╭─ DATA ENTRIES
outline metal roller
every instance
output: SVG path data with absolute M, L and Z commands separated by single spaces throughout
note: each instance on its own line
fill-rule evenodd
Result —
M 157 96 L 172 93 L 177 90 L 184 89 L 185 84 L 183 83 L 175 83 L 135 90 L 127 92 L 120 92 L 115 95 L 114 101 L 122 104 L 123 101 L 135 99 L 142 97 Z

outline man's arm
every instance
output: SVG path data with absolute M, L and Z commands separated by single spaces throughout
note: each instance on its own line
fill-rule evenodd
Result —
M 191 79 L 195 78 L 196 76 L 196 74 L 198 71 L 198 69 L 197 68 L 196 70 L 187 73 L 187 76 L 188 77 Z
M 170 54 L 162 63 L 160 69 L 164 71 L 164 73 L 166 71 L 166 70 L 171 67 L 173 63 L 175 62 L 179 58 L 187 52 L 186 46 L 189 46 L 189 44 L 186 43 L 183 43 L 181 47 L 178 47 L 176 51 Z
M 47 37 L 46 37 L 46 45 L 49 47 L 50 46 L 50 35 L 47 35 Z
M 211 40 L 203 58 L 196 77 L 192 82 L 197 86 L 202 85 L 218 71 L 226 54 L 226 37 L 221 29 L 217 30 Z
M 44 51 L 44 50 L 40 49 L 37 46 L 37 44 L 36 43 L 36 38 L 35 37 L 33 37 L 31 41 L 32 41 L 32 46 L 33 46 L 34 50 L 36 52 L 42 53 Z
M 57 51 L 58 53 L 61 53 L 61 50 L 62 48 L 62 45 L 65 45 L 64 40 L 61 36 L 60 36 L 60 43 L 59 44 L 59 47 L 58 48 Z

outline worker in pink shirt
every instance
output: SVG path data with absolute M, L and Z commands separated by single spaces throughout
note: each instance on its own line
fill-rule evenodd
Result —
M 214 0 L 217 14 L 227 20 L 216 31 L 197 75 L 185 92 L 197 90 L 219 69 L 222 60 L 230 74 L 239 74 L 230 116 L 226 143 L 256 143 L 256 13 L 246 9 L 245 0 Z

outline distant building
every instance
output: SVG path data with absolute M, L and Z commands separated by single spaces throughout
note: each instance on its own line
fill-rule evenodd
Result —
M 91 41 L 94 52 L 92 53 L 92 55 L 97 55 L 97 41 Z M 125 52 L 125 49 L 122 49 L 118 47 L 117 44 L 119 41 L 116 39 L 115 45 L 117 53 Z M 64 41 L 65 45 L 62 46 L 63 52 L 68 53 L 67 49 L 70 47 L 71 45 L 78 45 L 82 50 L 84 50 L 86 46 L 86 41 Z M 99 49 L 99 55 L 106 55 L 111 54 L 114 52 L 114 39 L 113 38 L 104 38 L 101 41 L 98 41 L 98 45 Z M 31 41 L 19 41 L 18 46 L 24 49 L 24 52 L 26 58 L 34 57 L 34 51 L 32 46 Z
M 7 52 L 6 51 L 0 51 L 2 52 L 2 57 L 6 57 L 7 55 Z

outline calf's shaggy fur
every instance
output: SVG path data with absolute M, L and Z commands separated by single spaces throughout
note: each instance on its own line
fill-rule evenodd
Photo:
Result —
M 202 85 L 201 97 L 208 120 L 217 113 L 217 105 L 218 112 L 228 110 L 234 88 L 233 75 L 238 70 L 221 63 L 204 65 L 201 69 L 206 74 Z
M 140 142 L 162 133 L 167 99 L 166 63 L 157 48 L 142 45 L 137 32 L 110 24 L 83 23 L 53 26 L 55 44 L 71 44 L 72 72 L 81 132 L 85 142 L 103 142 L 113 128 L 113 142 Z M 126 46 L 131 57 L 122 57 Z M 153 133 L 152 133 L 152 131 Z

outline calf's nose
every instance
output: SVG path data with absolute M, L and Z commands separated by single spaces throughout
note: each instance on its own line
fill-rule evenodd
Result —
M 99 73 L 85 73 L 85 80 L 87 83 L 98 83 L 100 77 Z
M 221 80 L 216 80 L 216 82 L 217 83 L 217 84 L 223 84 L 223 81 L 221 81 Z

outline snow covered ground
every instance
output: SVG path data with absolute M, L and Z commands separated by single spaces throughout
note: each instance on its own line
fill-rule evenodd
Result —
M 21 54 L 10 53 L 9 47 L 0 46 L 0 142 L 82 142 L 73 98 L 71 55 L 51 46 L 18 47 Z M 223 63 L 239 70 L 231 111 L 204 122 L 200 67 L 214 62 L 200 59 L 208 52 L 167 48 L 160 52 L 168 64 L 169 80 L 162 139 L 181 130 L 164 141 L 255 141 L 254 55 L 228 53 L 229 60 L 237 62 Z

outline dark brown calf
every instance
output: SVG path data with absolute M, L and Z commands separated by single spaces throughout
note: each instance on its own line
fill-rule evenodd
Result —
╰─
REQUIRED TASK:
Reproduce every one of the lines above verbatim, without any change.

OUTPUT FOR THIS EXERCISE:
outline metal roller
every instance
output: SVG path data with absolute M, L and Z commands separated by single spaces throughout
note: each instance on its own line
fill-rule evenodd
Result —
M 157 96 L 172 93 L 177 90 L 184 89 L 185 84 L 183 83 L 175 83 L 135 90 L 127 92 L 120 92 L 115 95 L 114 101 L 122 104 L 123 101 L 135 99 L 142 97 Z

outline man's arm
every instance
output: SVG path data with absolute M, L and Z commands separated by single spaces throughout
note: each instance on its own line
fill-rule evenodd
Result —
M 191 79 L 195 78 L 196 76 L 196 74 L 198 71 L 198 69 L 197 68 L 196 70 L 187 73 L 187 76 L 188 77 Z
M 170 54 L 162 63 L 160 69 L 164 71 L 164 73 L 166 71 L 166 70 L 171 67 L 173 63 L 175 62 L 179 58 L 187 52 L 186 46 L 189 46 L 189 44 L 186 43 L 183 43 L 181 47 L 178 47 L 176 51 Z
M 47 37 L 46 37 L 46 45 L 49 47 L 50 46 L 50 35 L 47 35 Z
M 211 40 L 203 58 L 196 77 L 192 82 L 197 86 L 202 85 L 218 71 L 226 54 L 226 37 L 221 29 L 217 30 Z
M 44 51 L 44 50 L 40 49 L 37 46 L 37 44 L 36 43 L 36 38 L 35 37 L 33 37 L 31 41 L 32 41 L 32 46 L 33 46 L 34 50 L 36 52 L 42 53 Z
M 57 51 L 58 53 L 61 53 L 61 50 L 62 48 L 62 45 L 65 45 L 64 40 L 61 36 L 60 36 L 60 43 L 59 44 L 59 47 L 58 48 Z

outline worker in pink shirt
every instance
output: SVG path data with absolute M, L and Z commands separated by single spaces throughout
note: each instance on its own line
fill-rule evenodd
Result —
M 214 0 L 217 14 L 227 20 L 216 31 L 197 75 L 185 92 L 197 90 L 219 69 L 222 60 L 230 74 L 239 74 L 230 116 L 226 143 L 256 143 L 256 13 L 246 9 L 245 0 Z

outline distant building
every instance
output: SVG path data with absolute M, L and Z commands separated by single spaces throughout
note: each instance on its own line
fill-rule evenodd
Result —
M 91 41 L 94 52 L 92 53 L 92 55 L 97 55 L 97 41 Z M 125 52 L 125 49 L 122 49 L 118 47 L 117 44 L 119 41 L 116 39 L 115 45 L 117 53 Z M 64 41 L 65 45 L 62 46 L 63 52 L 68 53 L 67 49 L 70 47 L 71 45 L 78 45 L 82 50 L 84 50 L 86 46 L 86 41 Z M 99 49 L 99 55 L 106 55 L 111 54 L 114 52 L 114 39 L 113 38 L 104 38 L 101 41 L 98 41 L 98 45 Z M 31 41 L 19 41 L 18 46 L 24 49 L 24 52 L 26 58 L 34 57 L 34 51 L 32 46 Z
M 7 52 L 6 51 L 0 51 L 2 52 L 2 57 L 6 57 L 7 55 Z

outline calf's shaggy fur
every instance
output: SVG path data with absolute M, L and Z commands separated by single spaces throughout
note: each instance on its own line
fill-rule evenodd
Photo:
Result —
M 202 85 L 201 97 L 208 120 L 217 113 L 217 105 L 218 112 L 228 110 L 234 88 L 233 75 L 238 70 L 221 63 L 204 65 L 201 69 L 206 74 Z
M 140 142 L 162 133 L 167 99 L 166 63 L 157 48 L 142 45 L 137 32 L 110 24 L 83 23 L 53 26 L 55 44 L 71 44 L 72 72 L 81 132 L 85 142 L 103 142 L 113 128 L 113 142 Z M 126 46 L 131 57 L 122 57 Z M 153 133 L 152 133 L 152 131 Z

outline calf's nose
every instance
output: SVG path data with absolute M, L and Z commands separated by single spaces throughout
note: each instance on its own line
fill-rule evenodd
Result —
M 99 73 L 85 73 L 85 80 L 87 83 L 98 83 L 100 77 Z
M 221 80 L 216 80 L 216 82 L 217 83 L 217 84 L 223 84 L 223 81 L 221 81 Z

outline snow covered ground
every instance
output: SVG path data with absolute M, L and Z commands separated by single spaces throughout
note: each instance on its own line
fill-rule evenodd
Result —
M 21 54 L 10 53 L 9 47 L 0 46 L 0 142 L 82 142 L 73 98 L 71 55 L 51 46 L 18 47 Z M 223 63 L 239 70 L 231 111 L 204 122 L 200 67 L 214 62 L 200 59 L 208 52 L 167 48 L 160 52 L 168 64 L 169 80 L 162 139 L 181 130 L 164 141 L 255 141 L 254 55 L 228 53 L 229 60 L 237 62 Z

outline dark brown calf
every instance
output: SVG path data with absolute M, L and Z commands separated by single spaces throughout
note: each instance on its own line
fill-rule evenodd
Result —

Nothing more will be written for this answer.